以前に紹介した「メイヤーオース」。これが優勝したのは、数あるプロツアーの中でも特に伝説と呼ばれる大会の1つであるプロツアー・シカゴ1999。
決勝戦、「メイヤーオース」とトップデッキによる逆転合戦を演じた準優勝デッキこそ、この「ネクロディスク」だ。
ネクロとは《ネクロポーテンス》。
2000年代以前のマジックを象徴するパワーカード中のパワーカードだ。ライフ1点を手札1枚に変換する、シンプルにして強力過ぎる能力を持ったエンチャント。しかもイラストも名前も、黒マナ3つが並んだコストもクールすぎるときたもんだ。
この鬼強ドローエンジンであるネクロ、弱点は通常のドローができなくなるという点。ライフが支払えないほど減ってしまえば、それは新規の手札を得られないということになる。
そこで重宝するのがディスクこと《ネビニラルの円盤》だ。
これは土地以外のパーマネント(当時はプレインズウォーカーがいないので)全部を根こそぎ破壊するリセットボタンであり、対戦相手の戦力を殲滅しつつ自身のネクロを破壊して通常ドローを取り戻そうという魂胆だ。
ネクロによる圧倒的ドローとディスクによる無慈悲なコントロール、この2枚を抱えた「ネクロディスク」は、当時マジックをプレイし始めた僕のようなプレイヤーにとっては、眩いばかりのクールなデッキとして映ったものだ。
シカゴの決勝戦へと進出した上記の「ネクロディスク」はエクステンデッドというフォーマット仕様のもの。《不毛の大地》《暗黒の儀式》など現在のレガシーなどでもお馴染みのカードもあれば、ネクロや《Demonic Consultation》などこの時代にしか目にする機会がなかったマジック黎明期ならではのパワーカードも並ぶ、今見ても胸がワクワクする色褪せない魅力を放つデッキだ。
デッキとしてはコントロールに分類される。《強迫》《暴露》で手札を捨てさせ、《Contagion》などでクリーチャーを除去。
そして《堕落》《生命吸収》を対戦相手に撃ち込んでライフを削り切って勝利する。
ゲームプラン自体はシンプルだが、ネクロとディスクの組み合わせがこのプランをこの上なく強固なものへと昇華させている。
ネクロデッキならではの特徴として、ピッチスペルが山盛りなことが挙げられる。「ピッチスペル」とは通常のマナ・コストの支払いとは別に、何らかの代替コストを支払って唱えられる呪文の愛称だ。上記のリストでは《暴露》《Contagion》がこれに該当する。
これらはどちらもそのピッチコストが手札を1枚追放するという、通常のゲームにおいては無視できない損失を要求してくる。マナの代わりのコストは決して安くはないが、《ネクロポーテンス》さえあれば1枚の手札などたかが1点のライフ。気にせずガンガン手札を切ってゲームをコントロールし、後からネクロでしっかり手札補充するのだ。
こうして序盤からカードを大量消費することで、もう1つのピッチスペル《闇の旋動》を唱えてライフを護りつつ増やすという作業も捗る。

位置特定の項目
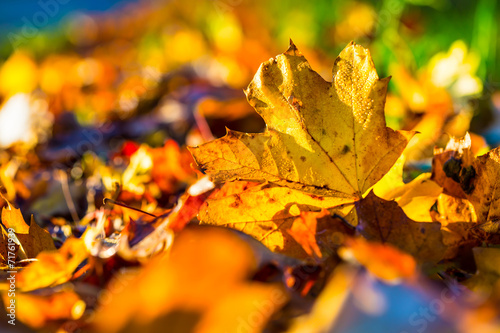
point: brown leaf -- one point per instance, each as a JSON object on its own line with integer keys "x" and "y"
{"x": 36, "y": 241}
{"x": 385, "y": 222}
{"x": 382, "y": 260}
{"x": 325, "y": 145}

* 課題:
**a.** ネクロディスクについての文章から、「ゲームプラン自体はシンプルだ」から「つつ増やすという作業も捗る。」までを両端も含めて一字一句変えずに打ち直してください。
**b.** ネクロディスクについての文章によると、《ネクロポーテンス》の弱点は何ですか。

* 出力:
**a.**
ゲームプラン自体はシンプルだが、ネクロとディスクの組み合わせがこのプランをこの上なく強固なものへと昇華させている。
ネクロデッキならではの特徴として、ピッチスペルが山盛りなことが挙げられる。「ピッチスペル」とは通常のマナ・コストの支払いとは別に、何らかの代替コストを支払って唱えられる呪文の愛称だ。上記のリストでは《暴露》《Contagion》がこれに該当する。
これらはどちらもそのピッチコストが手札を1枚追放するという、通常のゲームにおいては無視できない損失を要求してくる。マナの代わりのコストは決して安くはないが、《ネクロポーテンス》さえあれば1枚の手札などたかが1点のライフ。気にせずガンガン手札を切ってゲームをコントロールし、後からネクロでしっかり手札補充するのだ。
こうして序盤からカードを大量消費することで、もう1つのピッチスペル《闇の旋動》を唱えてライフを護りつつ増やすという作業も捗る。

**b.** 通常のドローができなくなる点です。